Only the lines from the top of the data through the line with "pixel 970 531" should be repeated, each exactly as written.

Data for this exercise
┄┄┄┄┄┄┄┄┄┄
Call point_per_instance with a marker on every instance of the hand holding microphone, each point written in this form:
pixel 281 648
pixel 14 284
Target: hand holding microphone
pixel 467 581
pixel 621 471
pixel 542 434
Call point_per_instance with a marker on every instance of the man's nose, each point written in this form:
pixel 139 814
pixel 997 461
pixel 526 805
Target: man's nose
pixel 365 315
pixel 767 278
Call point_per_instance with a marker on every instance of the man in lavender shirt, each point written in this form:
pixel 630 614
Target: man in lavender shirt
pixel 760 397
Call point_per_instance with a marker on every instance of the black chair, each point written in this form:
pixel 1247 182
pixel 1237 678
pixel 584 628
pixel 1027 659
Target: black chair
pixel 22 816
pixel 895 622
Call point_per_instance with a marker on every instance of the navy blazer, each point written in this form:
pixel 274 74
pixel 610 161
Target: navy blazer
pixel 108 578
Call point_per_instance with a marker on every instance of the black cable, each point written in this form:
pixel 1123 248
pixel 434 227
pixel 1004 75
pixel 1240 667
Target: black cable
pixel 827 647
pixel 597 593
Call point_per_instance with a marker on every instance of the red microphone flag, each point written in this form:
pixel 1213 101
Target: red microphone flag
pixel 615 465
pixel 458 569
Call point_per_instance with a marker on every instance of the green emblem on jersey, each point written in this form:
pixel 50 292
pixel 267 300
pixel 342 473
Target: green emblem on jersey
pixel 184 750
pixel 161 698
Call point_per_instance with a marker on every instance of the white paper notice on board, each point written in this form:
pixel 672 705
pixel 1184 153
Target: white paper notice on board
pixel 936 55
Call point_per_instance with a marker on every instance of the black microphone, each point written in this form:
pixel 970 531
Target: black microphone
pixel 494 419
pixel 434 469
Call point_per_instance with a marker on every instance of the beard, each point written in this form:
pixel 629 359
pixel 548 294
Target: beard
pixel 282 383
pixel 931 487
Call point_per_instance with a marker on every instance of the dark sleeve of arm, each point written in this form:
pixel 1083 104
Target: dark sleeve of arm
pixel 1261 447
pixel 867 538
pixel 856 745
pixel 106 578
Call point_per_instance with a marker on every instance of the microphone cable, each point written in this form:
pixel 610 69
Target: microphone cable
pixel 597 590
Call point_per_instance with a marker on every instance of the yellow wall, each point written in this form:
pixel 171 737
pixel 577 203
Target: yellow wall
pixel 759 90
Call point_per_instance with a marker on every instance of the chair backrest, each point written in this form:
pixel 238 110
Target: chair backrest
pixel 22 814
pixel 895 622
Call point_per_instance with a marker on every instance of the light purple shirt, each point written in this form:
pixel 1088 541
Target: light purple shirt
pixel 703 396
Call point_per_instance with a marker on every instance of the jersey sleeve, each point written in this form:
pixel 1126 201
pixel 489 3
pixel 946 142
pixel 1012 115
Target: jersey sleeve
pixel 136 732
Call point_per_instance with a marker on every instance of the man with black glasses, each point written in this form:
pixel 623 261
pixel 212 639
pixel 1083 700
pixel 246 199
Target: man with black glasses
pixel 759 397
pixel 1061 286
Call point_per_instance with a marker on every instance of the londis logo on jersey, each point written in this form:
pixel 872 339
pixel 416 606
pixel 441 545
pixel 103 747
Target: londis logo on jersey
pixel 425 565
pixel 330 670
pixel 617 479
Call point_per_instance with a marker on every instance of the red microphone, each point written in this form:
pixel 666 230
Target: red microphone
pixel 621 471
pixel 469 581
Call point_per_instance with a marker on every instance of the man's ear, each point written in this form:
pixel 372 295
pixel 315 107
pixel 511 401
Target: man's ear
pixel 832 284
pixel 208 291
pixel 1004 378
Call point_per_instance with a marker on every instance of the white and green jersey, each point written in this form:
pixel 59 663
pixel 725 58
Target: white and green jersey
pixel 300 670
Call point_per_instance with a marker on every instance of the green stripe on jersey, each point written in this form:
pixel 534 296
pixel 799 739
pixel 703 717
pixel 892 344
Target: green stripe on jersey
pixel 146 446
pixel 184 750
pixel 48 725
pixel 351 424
┄┄┄┄┄┄┄┄┄┄
Answer box
Call point_per_instance with a marker on every instance of the hand holding microphone, each point written in this form:
pixel 281 648
pixel 14 284
Target: hand holding microphone
pixel 467 581
pixel 621 471
pixel 542 434
Call point_per_instance with a marker on every instance of the man's nose, each point written in this form:
pixel 139 814
pixel 997 461
pixel 526 805
Target: man's nose
pixel 365 315
pixel 767 278
Call point_per_instance with a marker on every instance of the man in lavender shirt, each point written in this form:
pixel 630 614
Target: man in lavender shirt
pixel 760 397
Call point_per_instance with a marker on every instance of the black chair, each point written in this form:
pixel 1247 182
pixel 1237 678
pixel 584 628
pixel 1027 659
Target: black chair
pixel 22 816
pixel 895 622
Call point_per_instance with a marker on every instance of the navy blazer, each point written in this form:
pixel 274 74
pixel 610 161
Target: navy blazer
pixel 108 578
Call point_per_instance with a marker on every instance of the black cable, each point written in this form:
pixel 1123 248
pixel 434 227
pixel 1004 75
pixel 1240 667
Target: black cable
pixel 827 647
pixel 597 593
Call point_per_instance with a marker on every instance of the red microphone flag, each point written in this form:
pixel 1213 101
Target: red microphone flag
pixel 615 465
pixel 458 569
Call point_per_instance with a marker on every instance of the green emblem on jersey, each point written in this form:
pixel 50 292
pixel 267 300
pixel 342 473
Target: green emblem on jersey
pixel 184 750
pixel 161 698
Call point_per_instance with a marker on every instance of the white paper notice on board, each point written in this form:
pixel 672 705
pixel 1184 153
Target: white paper notice on board
pixel 936 55
Call point_per_instance with a marker on every instance of the black microphone, each point written in this form:
pixel 970 531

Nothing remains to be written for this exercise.